» **Outline labeling records**:
....................

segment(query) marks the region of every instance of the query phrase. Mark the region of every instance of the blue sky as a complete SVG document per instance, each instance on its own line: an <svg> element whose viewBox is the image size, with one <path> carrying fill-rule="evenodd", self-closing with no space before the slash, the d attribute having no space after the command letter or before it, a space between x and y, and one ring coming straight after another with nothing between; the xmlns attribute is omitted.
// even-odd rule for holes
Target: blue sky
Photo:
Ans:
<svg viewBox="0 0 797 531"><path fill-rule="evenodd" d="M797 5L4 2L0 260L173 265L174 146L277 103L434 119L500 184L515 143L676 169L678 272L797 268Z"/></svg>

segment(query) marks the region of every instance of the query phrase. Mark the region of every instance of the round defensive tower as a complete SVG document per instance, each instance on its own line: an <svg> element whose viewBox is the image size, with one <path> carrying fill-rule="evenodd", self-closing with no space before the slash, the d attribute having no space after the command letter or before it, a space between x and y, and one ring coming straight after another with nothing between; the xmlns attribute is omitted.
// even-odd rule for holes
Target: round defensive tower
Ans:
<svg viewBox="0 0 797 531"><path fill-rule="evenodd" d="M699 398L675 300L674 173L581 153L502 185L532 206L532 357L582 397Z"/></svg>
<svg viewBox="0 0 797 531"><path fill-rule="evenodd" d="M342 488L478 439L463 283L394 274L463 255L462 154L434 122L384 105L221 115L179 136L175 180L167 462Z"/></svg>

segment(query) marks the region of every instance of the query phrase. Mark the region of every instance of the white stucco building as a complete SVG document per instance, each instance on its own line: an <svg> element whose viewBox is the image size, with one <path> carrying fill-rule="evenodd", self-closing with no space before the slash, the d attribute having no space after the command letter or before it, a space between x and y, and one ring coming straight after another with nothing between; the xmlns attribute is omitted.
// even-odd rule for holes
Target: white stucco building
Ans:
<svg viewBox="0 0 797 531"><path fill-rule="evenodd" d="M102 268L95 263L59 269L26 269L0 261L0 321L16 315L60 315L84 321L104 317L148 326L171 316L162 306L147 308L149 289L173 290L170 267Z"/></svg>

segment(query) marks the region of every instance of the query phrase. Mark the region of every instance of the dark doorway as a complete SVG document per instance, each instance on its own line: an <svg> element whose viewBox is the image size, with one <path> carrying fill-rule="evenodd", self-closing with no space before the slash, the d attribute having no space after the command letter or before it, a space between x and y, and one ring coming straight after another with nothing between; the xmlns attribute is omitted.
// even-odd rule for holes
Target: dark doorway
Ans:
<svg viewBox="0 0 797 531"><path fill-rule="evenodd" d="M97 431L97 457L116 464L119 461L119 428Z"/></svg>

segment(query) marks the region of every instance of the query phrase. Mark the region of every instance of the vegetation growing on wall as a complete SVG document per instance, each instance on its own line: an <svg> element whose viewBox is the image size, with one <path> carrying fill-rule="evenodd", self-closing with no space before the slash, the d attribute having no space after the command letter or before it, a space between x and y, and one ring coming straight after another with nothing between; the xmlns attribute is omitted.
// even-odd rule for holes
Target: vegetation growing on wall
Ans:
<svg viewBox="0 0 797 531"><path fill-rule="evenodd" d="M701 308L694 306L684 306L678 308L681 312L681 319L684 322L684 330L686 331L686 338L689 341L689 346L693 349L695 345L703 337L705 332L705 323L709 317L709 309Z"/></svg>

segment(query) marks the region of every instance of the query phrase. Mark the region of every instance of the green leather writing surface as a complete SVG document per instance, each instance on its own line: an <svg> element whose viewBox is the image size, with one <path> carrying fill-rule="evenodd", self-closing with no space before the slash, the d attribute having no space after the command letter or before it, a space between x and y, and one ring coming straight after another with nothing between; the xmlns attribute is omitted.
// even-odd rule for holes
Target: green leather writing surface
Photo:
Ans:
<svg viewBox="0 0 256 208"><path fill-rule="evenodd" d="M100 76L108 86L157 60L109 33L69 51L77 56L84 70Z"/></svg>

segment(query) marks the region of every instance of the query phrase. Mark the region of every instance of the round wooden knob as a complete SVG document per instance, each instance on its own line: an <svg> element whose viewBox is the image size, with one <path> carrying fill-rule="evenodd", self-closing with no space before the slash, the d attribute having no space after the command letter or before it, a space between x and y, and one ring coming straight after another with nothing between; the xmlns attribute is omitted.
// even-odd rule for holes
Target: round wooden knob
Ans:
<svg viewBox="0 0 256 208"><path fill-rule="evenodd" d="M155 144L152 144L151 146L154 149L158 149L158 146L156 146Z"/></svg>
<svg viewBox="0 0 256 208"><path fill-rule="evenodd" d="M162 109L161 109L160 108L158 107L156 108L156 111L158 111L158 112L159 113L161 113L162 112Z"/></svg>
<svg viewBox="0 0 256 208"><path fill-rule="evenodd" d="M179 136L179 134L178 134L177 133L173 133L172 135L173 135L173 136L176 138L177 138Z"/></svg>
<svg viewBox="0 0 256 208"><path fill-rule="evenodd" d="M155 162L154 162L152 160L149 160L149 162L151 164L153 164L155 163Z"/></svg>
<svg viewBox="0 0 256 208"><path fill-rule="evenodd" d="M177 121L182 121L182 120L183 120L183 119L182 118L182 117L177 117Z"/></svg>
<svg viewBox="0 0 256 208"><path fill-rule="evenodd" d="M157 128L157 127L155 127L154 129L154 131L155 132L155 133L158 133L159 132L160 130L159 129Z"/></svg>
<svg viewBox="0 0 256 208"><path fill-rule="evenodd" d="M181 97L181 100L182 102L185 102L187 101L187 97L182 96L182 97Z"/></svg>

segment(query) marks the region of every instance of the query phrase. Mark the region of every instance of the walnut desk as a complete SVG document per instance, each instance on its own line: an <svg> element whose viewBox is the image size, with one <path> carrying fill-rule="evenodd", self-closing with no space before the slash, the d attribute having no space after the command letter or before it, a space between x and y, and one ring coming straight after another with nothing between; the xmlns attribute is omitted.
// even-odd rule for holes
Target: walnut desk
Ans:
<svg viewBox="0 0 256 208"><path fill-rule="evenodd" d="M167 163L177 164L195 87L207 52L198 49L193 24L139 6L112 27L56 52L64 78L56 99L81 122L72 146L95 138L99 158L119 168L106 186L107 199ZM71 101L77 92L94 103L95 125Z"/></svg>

....................

» **REQUEST**:
Rewrite all the rows, changing every "even-odd rule for holes" to "holes follow the even-odd rule" and leaving everything else untouched.

» **SOLUTION TO THIS PROBLEM**:
segment(query) marks the region of every instance of the query phrase. Mark the region of every instance of the blue sky as a complete SVG document per instance, each instance on its own line: an <svg> element whose viewBox is the image size, with one <path> carrying fill-rule="evenodd", self-closing with no space before the slash, the d attribute having no space after the command letter or before it, a space between x and y, and one ring coming straight after another with nothing between; the xmlns attribute is omitted.
// holes follow the even-odd rule
Target: blue sky
Photo:
Ans:
<svg viewBox="0 0 797 531"><path fill-rule="evenodd" d="M797 5L4 2L0 260L173 265L174 146L277 103L434 119L500 184L515 143L676 169L678 272L797 268Z"/></svg>

segment(query) marks the region of every instance of the query phrase. Mark the region of every instance of the round defensive tower as a complete SVG document per instance, each instance on its own line: an <svg> element whose viewBox is the image size, with one <path> carrying fill-rule="evenodd", self-closing with no space before the slash, the d attribute having no space after the command letter or before it, a space between x and y, and one ring coming straight after another with nothing between; the xmlns attribute is omitted.
// holes follow the even-odd rule
Target: round defensive tower
Ans:
<svg viewBox="0 0 797 531"><path fill-rule="evenodd" d="M699 398L675 300L674 173L581 153L502 185L532 206L532 357L582 397Z"/></svg>
<svg viewBox="0 0 797 531"><path fill-rule="evenodd" d="M342 488L478 439L463 283L394 274L463 255L462 154L434 122L384 105L221 115L179 136L175 180L167 462Z"/></svg>

segment(query) marks the region of every instance of the query phrase. Mark the region of every instance of the white stucco building as a complete SVG document per instance, each instance on its own line: an <svg> element whose viewBox is the image size, with one <path> carrying fill-rule="evenodd", self-closing with no space before the slash, the d attribute having no space after the command letter or before it, a space between x and y, and one ring coming straight after another with nothing between; the xmlns attribute is omitted.
// holes follow the even-odd rule
Target: white stucco building
Ans:
<svg viewBox="0 0 797 531"><path fill-rule="evenodd" d="M102 268L95 263L59 269L26 269L0 261L0 321L16 315L60 315L84 321L104 317L148 326L171 316L162 306L147 308L149 289L173 290L170 267Z"/></svg>

segment(query) marks the region of every instance of the query phrase. Mark the region of every instance of the dark doorway as a complete SVG document per instance, each instance on its own line: an <svg> element whose viewBox is the image size, with one <path> carrying fill-rule="evenodd", self-closing with no space before the slash, the d attribute having no space after the command letter or before it, a space between x and y, and one ring coming straight after another with nothing between; the xmlns attribute is omitted.
// holes follow the even-odd rule
Target: dark doorway
Ans:
<svg viewBox="0 0 797 531"><path fill-rule="evenodd" d="M97 431L97 457L116 464L119 461L119 428Z"/></svg>

segment(query) marks the region of every instance of the query phrase. Mark the region of every instance of the vegetation growing on wall as a complete SVG document per instance, each instance on its own line: an <svg> element whose viewBox is the image size, with one <path> carrying fill-rule="evenodd", self-closing with no space before the slash, the d attribute having no space after the command letter or before it, a space between x and y, and one ring coming straight after another with nothing between; the xmlns attribute is omitted.
// holes follow the even-odd rule
Target: vegetation growing on wall
Ans:
<svg viewBox="0 0 797 531"><path fill-rule="evenodd" d="M701 308L694 306L684 306L678 308L681 312L681 319L684 322L684 330L686 331L686 338L689 341L689 346L693 349L695 345L703 337L705 332L705 323L709 317L709 309Z"/></svg>

segment(query) marks the region of every instance of the query phrase. Mark the region of every instance of the green leather writing surface as a complete SVG document per instance, each instance on its own line: an <svg> element whose viewBox is the image size, with one <path> carrying fill-rule="evenodd", self-closing with no space before the slash, the d attribute having no space after the command letter or before it, a space between x and y, and one ring coming straight after another with nothing between; the xmlns attribute is omitted.
// holes follow the even-odd rule
Target: green leather writing surface
Photo:
Ans:
<svg viewBox="0 0 256 208"><path fill-rule="evenodd" d="M100 76L108 86L157 60L109 33L69 51L77 56L84 70Z"/></svg>

segment(query) marks the region of every instance of the query phrase. Mark the region of every instance of the round wooden knob as a complete SVG document per instance, each instance on its own line: an <svg> element whose viewBox is the image size, with one <path> carrying fill-rule="evenodd", self-closing with no space before the slash, the d attribute having no space after the command letter or before it, a space between x and y, and one ring coming straight after another with nothing between; the xmlns attribute is omitted.
// holes follow the even-odd rule
Target: round wooden knob
Ans:
<svg viewBox="0 0 256 208"><path fill-rule="evenodd" d="M155 144L152 144L151 146L154 149L158 149L158 146L156 146Z"/></svg>
<svg viewBox="0 0 256 208"><path fill-rule="evenodd" d="M162 109L161 109L160 108L158 107L156 108L156 111L158 111L158 112L159 113L161 113L162 112Z"/></svg>
<svg viewBox="0 0 256 208"><path fill-rule="evenodd" d="M179 136L179 134L178 134L177 133L173 133L172 135L173 135L173 136L176 138L177 138Z"/></svg>
<svg viewBox="0 0 256 208"><path fill-rule="evenodd" d="M155 162L154 162L152 160L149 160L149 162L151 164L153 164L155 163Z"/></svg>
<svg viewBox="0 0 256 208"><path fill-rule="evenodd" d="M177 121L182 121L182 120L183 120L183 119L182 118L182 117L177 117Z"/></svg>
<svg viewBox="0 0 256 208"><path fill-rule="evenodd" d="M157 128L157 127L155 127L154 129L154 131L155 132L155 133L158 133L159 132L160 130L159 129Z"/></svg>
<svg viewBox="0 0 256 208"><path fill-rule="evenodd" d="M181 97L181 100L182 102L185 102L187 101L187 97L182 96L182 97Z"/></svg>

segment(query) marks the region of every instance of the query phrase. Mark the region of every instance of the walnut desk as a complete SVG document per instance, each instance on its own line: an <svg> element whose viewBox is the image size, with one <path> carrying fill-rule="evenodd", self-closing with no space before the slash, the d attribute having no space after the command letter or before it, a space between x and y, and one ring coming straight after another with nothing between; the xmlns attribute is omitted.
// holes follow the even-odd rule
Target: walnut desk
Ans:
<svg viewBox="0 0 256 208"><path fill-rule="evenodd" d="M167 163L177 164L195 87L207 52L198 49L193 24L139 6L112 27L56 52L64 78L56 99L81 122L72 146L95 138L99 158L119 168L106 186L107 199ZM71 101L77 92L94 103L95 125Z"/></svg>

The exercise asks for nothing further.